• **TASK DETAILS**
Starting at the line that holds "Please mark every instance of the turquoise", set down each line through the end of the listing, exactly as written and with nothing added.

• **Stored records**

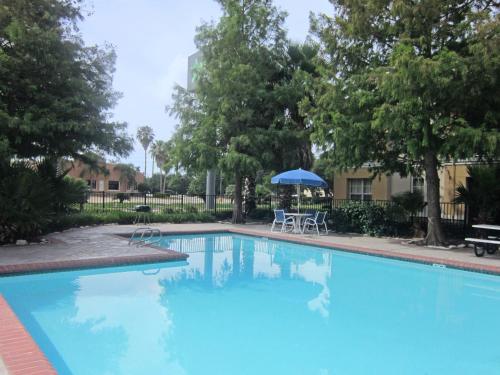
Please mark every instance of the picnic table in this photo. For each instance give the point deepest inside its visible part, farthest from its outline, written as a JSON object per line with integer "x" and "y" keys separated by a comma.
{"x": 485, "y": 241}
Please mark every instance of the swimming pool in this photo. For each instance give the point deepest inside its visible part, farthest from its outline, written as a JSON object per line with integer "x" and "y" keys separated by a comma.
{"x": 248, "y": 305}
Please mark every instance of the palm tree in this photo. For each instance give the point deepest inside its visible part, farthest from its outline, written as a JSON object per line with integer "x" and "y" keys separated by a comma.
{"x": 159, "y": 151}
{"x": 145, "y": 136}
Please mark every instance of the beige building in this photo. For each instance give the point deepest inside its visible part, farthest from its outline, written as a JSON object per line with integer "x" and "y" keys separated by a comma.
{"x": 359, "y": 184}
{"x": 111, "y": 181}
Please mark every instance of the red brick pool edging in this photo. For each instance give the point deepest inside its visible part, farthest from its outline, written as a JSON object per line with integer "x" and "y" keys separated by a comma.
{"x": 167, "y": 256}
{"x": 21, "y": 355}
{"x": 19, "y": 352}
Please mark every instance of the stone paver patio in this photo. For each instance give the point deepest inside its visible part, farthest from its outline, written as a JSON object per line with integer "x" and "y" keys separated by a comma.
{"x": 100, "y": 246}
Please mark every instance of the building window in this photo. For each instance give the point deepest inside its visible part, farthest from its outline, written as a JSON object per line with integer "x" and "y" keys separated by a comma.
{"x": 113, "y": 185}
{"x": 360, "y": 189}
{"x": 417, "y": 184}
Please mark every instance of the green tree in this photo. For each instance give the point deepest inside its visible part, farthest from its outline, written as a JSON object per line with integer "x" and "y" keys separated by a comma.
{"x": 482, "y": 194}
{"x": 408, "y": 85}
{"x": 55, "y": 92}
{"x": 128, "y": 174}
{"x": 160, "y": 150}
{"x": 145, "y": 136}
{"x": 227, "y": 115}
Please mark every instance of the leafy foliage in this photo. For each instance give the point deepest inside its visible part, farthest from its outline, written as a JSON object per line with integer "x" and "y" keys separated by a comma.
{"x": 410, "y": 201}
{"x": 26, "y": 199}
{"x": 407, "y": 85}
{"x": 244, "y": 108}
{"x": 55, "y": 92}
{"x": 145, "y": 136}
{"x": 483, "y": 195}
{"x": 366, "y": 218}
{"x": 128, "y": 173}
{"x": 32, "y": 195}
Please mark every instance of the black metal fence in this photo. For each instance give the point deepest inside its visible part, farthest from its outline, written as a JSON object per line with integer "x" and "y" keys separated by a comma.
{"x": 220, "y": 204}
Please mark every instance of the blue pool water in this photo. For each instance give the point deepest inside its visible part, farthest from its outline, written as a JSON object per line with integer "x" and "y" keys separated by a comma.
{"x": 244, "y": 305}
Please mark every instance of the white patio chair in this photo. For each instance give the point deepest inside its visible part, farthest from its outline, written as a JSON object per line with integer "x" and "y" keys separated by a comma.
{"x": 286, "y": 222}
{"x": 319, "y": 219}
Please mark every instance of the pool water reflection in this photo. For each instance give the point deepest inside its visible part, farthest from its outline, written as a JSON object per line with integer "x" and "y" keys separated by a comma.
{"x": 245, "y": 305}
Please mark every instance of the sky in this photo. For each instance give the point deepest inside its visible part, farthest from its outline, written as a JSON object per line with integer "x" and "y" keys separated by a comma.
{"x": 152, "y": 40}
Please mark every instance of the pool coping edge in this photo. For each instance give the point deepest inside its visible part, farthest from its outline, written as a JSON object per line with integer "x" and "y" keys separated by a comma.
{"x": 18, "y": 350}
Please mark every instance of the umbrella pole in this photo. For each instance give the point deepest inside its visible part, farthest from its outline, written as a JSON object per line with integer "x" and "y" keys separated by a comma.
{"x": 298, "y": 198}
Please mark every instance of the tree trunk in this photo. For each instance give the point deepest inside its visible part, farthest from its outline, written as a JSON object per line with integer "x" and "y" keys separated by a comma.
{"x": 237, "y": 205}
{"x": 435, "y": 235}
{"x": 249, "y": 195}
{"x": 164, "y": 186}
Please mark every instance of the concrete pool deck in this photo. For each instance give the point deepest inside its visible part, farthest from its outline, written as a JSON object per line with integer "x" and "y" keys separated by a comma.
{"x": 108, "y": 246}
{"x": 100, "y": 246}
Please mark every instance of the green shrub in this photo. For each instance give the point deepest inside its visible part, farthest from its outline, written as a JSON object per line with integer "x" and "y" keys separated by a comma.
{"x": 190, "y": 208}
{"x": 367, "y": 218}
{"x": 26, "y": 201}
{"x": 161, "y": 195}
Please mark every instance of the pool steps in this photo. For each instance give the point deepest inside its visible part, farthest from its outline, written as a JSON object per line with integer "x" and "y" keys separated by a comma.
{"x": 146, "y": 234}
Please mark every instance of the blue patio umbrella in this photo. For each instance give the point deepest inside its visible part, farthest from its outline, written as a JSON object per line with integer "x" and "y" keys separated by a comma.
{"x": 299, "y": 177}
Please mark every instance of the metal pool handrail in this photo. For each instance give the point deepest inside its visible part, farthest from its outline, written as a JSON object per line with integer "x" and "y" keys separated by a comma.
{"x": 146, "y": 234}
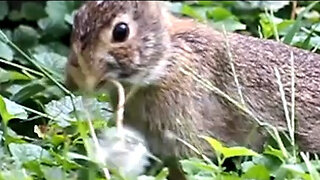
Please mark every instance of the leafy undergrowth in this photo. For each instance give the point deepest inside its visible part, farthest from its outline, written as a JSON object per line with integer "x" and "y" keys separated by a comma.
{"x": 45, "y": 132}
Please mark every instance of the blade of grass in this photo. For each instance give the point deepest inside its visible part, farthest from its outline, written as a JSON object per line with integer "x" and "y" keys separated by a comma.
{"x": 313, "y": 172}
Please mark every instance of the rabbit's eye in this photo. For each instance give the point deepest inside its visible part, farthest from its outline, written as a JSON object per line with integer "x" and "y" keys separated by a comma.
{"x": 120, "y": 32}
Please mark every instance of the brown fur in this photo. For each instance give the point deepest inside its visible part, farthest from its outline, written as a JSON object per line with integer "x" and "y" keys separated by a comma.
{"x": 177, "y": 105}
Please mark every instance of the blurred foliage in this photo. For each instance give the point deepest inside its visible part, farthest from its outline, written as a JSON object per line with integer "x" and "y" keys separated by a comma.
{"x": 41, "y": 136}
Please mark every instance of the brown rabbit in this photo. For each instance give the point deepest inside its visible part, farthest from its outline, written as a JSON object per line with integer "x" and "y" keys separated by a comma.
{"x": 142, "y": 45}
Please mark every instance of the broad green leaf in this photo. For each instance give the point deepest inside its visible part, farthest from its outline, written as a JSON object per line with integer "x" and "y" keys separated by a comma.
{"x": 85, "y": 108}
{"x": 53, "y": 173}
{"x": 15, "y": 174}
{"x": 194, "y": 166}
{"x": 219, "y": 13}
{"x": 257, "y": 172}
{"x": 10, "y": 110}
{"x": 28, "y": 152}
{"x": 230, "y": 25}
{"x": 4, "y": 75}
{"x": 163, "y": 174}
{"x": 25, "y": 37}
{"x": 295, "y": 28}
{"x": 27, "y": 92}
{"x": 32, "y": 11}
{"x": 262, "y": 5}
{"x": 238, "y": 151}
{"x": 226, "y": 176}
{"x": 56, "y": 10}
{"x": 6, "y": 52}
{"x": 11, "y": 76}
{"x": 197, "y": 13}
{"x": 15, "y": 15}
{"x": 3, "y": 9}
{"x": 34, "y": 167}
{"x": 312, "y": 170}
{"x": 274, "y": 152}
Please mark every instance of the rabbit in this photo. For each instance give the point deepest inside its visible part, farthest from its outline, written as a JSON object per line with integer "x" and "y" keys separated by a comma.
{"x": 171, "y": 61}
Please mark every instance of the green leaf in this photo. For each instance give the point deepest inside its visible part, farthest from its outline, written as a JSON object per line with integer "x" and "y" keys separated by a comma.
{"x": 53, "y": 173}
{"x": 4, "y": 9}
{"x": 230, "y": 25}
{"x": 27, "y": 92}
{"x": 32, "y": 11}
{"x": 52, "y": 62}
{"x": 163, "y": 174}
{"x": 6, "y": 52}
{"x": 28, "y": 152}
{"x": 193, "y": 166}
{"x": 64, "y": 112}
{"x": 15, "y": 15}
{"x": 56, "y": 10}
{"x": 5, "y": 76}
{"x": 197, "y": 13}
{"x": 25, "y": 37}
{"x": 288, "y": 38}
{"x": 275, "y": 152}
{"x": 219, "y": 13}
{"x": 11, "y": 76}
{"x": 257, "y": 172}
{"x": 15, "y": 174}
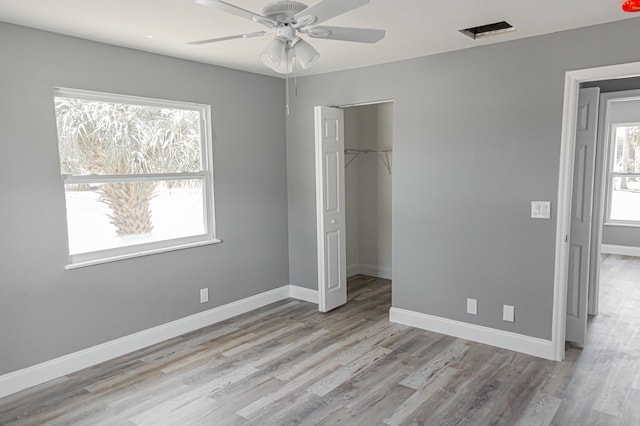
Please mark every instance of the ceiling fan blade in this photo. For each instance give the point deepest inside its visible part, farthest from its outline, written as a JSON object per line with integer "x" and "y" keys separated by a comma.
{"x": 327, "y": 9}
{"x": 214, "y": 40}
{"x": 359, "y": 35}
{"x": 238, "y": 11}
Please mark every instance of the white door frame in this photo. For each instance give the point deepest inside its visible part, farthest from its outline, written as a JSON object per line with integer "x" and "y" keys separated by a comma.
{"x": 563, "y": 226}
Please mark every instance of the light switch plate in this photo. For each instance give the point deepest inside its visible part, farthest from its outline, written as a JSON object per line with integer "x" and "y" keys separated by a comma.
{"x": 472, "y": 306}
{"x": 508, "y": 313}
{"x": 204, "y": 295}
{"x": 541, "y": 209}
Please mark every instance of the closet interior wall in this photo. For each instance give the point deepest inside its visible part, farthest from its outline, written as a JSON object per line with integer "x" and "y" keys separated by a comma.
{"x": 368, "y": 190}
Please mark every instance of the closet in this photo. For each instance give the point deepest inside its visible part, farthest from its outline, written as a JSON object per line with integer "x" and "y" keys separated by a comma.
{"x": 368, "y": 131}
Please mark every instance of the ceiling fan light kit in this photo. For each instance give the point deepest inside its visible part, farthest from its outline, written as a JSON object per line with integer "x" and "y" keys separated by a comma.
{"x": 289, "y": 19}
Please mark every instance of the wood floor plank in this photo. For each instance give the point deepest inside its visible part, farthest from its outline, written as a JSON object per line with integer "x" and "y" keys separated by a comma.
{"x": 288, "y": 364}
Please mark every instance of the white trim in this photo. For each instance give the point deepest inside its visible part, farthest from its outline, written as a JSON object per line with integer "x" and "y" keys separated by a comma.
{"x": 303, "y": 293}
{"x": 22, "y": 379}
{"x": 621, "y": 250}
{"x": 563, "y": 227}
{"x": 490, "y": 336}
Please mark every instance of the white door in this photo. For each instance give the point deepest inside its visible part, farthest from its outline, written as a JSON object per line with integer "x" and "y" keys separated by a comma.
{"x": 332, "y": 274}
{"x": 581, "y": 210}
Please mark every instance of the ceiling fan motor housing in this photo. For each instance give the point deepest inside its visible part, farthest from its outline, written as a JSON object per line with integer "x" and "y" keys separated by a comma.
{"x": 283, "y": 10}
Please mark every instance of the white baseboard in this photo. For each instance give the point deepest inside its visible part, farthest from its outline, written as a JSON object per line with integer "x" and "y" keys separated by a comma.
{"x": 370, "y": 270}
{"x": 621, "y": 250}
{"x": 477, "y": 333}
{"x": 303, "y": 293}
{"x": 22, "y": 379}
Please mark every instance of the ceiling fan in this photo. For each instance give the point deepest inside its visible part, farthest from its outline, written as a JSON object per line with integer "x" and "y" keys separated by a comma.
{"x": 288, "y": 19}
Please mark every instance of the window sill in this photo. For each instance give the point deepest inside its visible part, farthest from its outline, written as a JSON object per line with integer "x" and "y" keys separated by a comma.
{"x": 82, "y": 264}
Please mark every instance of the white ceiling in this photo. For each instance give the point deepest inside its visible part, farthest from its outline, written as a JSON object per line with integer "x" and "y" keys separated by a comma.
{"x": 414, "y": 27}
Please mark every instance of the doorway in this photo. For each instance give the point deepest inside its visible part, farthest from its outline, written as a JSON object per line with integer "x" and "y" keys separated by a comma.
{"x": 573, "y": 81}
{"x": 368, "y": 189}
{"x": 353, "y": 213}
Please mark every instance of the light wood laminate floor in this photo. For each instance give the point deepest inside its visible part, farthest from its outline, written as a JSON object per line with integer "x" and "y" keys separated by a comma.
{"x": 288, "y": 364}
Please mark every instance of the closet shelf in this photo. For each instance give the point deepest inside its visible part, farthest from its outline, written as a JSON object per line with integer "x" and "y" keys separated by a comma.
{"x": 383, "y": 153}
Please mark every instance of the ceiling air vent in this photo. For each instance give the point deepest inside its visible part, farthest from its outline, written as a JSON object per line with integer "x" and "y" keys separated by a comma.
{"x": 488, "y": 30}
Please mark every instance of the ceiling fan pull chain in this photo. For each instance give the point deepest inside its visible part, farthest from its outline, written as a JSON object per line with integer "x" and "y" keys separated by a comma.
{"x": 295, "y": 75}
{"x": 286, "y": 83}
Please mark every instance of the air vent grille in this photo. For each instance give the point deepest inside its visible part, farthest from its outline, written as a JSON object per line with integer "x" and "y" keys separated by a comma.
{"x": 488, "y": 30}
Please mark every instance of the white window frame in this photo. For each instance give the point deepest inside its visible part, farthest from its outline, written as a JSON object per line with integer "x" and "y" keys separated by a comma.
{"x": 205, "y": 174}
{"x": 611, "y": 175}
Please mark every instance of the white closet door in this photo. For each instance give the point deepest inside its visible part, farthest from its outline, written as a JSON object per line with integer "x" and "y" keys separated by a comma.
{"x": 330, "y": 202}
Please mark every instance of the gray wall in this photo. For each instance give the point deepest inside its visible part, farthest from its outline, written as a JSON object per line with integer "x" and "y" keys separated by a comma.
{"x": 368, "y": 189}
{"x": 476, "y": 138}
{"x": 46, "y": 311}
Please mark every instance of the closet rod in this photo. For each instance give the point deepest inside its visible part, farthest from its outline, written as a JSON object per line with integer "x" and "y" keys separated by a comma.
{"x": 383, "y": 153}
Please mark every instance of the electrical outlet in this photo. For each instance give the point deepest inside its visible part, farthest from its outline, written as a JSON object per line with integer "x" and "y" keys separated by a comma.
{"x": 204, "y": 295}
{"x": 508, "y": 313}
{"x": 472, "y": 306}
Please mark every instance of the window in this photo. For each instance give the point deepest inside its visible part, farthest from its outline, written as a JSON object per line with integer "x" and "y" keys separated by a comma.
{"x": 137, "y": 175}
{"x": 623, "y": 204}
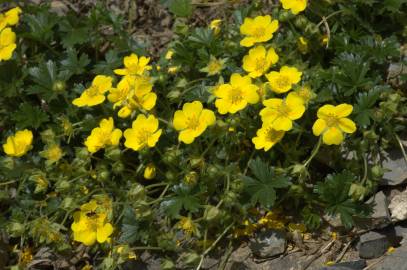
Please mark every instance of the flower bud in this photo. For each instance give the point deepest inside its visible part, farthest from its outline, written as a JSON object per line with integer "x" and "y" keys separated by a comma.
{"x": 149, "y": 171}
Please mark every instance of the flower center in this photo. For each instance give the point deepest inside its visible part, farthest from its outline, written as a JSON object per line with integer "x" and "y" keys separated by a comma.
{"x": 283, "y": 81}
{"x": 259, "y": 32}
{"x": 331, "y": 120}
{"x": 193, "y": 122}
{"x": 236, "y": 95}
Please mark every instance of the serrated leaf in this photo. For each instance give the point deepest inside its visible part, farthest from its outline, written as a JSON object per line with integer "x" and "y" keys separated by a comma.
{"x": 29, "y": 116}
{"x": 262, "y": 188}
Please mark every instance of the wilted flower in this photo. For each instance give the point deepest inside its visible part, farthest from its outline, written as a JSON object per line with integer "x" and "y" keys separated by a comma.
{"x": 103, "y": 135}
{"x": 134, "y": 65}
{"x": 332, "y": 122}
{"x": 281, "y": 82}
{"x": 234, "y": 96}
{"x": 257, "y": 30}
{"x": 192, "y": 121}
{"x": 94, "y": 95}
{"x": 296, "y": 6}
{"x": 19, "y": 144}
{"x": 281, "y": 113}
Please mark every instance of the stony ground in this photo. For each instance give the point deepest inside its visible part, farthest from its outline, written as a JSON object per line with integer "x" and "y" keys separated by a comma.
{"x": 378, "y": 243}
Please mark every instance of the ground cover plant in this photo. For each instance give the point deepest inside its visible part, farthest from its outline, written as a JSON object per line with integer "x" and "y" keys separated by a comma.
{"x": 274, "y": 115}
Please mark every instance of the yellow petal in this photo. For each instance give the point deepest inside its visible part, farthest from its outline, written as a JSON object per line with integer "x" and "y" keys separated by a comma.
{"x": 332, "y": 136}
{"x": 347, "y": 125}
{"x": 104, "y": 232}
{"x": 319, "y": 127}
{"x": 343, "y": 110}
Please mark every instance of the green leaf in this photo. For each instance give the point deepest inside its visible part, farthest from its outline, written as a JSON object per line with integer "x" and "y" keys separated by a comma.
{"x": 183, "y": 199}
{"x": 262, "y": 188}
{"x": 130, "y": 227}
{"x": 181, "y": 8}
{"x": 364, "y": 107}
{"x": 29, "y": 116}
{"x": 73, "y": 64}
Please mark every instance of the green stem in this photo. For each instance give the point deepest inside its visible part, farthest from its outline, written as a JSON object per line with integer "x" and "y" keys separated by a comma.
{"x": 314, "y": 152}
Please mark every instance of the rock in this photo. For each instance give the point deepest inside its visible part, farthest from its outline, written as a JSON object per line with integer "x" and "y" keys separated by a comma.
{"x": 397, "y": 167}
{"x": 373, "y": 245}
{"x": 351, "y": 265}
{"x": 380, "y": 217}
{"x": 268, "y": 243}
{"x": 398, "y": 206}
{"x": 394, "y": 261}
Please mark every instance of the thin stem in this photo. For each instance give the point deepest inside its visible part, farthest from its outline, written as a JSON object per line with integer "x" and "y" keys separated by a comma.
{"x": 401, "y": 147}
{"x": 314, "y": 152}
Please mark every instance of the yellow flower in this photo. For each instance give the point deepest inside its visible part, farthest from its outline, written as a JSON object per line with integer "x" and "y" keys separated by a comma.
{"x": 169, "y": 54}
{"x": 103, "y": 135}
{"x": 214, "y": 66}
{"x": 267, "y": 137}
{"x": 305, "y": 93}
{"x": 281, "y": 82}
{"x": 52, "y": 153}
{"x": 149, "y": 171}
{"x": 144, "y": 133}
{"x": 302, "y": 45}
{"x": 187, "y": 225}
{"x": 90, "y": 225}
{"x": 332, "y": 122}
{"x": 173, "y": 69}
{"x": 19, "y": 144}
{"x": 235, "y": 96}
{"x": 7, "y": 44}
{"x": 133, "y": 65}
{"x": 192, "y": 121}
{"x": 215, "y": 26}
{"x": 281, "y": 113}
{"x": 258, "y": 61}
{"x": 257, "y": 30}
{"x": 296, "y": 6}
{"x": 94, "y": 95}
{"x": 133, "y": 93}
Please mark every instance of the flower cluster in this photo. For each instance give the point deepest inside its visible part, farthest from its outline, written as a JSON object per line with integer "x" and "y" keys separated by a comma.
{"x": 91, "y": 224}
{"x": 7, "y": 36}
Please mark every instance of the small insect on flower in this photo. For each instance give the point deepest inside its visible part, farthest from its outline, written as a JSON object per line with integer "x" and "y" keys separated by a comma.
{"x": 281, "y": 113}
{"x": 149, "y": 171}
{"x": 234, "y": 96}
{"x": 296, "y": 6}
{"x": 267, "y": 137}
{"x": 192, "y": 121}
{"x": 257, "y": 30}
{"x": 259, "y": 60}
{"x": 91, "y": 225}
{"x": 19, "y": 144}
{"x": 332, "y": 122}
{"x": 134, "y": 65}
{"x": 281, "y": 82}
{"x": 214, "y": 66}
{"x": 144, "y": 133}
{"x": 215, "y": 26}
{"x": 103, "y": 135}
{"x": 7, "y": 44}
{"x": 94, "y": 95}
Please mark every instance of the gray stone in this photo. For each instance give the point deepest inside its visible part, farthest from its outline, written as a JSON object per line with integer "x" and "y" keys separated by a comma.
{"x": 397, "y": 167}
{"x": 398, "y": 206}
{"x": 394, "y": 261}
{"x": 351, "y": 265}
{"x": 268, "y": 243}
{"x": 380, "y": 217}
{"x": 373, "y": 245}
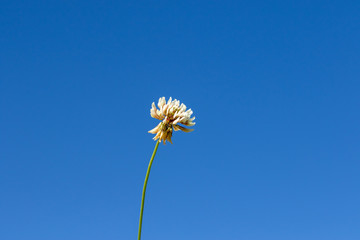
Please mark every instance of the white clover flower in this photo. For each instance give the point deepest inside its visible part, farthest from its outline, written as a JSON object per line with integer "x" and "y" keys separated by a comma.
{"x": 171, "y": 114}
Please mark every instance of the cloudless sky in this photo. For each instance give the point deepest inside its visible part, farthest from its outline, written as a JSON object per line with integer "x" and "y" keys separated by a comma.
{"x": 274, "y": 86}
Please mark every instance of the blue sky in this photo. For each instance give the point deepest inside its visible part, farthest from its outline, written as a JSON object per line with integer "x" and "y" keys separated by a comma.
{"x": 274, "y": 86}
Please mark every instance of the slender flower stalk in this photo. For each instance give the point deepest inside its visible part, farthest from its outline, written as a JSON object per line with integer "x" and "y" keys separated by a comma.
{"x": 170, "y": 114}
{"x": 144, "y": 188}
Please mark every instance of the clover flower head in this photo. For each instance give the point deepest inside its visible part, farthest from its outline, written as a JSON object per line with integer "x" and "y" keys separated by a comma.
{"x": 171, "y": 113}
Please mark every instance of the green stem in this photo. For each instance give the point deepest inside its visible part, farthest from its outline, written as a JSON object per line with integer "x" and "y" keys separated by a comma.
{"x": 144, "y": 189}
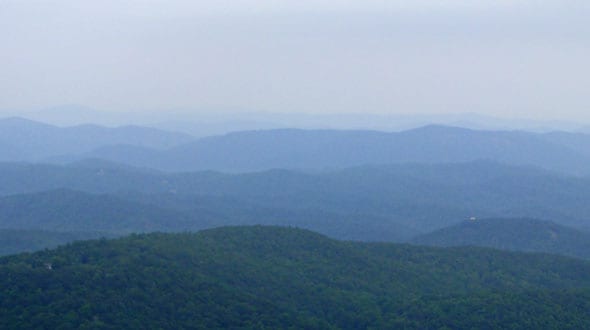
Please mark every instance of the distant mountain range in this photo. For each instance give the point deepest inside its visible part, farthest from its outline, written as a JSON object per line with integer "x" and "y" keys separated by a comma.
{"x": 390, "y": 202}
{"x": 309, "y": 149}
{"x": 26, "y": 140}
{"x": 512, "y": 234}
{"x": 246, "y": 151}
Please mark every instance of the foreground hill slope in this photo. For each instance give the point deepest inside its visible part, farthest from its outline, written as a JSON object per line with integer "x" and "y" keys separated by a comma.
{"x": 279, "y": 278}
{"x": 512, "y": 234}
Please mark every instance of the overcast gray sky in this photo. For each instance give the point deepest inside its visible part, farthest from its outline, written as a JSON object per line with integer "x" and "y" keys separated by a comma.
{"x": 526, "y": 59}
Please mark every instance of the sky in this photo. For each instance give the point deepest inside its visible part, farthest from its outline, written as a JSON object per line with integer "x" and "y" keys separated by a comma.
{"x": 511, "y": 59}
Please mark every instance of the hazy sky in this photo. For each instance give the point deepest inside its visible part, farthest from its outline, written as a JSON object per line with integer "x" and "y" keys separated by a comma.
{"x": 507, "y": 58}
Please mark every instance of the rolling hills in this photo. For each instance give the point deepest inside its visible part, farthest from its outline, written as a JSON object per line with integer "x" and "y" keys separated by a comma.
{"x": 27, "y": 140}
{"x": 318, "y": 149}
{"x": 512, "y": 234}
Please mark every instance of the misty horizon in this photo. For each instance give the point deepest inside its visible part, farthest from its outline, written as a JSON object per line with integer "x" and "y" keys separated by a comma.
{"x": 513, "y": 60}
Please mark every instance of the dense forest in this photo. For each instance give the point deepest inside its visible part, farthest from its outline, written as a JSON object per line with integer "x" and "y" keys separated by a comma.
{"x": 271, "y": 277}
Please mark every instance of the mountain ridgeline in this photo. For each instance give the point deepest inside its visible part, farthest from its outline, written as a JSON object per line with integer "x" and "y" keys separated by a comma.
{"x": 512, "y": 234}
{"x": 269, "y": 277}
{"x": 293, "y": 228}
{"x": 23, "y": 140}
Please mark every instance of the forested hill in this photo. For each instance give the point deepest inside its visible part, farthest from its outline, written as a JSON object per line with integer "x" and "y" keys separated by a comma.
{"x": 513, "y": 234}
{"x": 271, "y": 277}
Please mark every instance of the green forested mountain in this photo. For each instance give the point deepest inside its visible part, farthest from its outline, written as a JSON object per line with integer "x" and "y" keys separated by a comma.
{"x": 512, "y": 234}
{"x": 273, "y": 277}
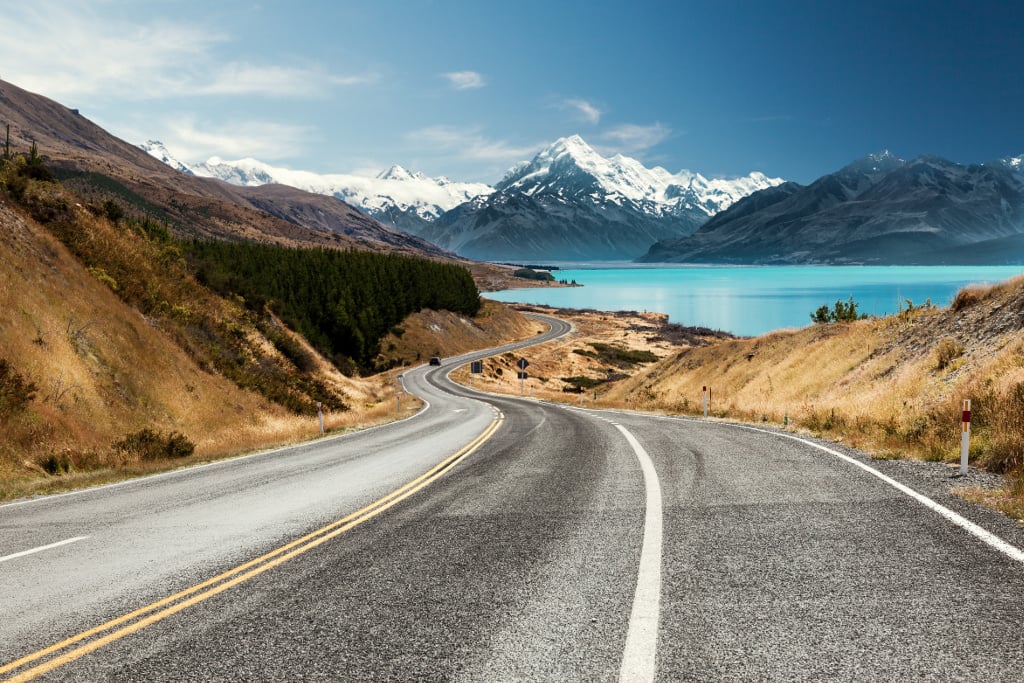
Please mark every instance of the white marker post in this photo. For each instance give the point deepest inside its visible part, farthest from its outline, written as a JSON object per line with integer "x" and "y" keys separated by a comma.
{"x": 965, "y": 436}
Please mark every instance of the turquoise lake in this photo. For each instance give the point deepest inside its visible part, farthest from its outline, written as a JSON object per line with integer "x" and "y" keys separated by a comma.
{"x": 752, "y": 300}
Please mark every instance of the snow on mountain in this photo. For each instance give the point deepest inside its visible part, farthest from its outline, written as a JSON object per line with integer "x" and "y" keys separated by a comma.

• **FINISHED EXERCISE**
Please mark every instance of the turquoise lake in this photo. For each instance give the point deepest inside its visible part, farthest from its outline, written as a JSON object per line with integer "x" and "y" keys separated by a comma.
{"x": 752, "y": 300}
Please mark every instance of the snow on mountain in this photo. For each instance give the point deepest inside its visible part, farthest from its outline, written as a JSON object per line with integer "x" and "y" keys separated by a comma.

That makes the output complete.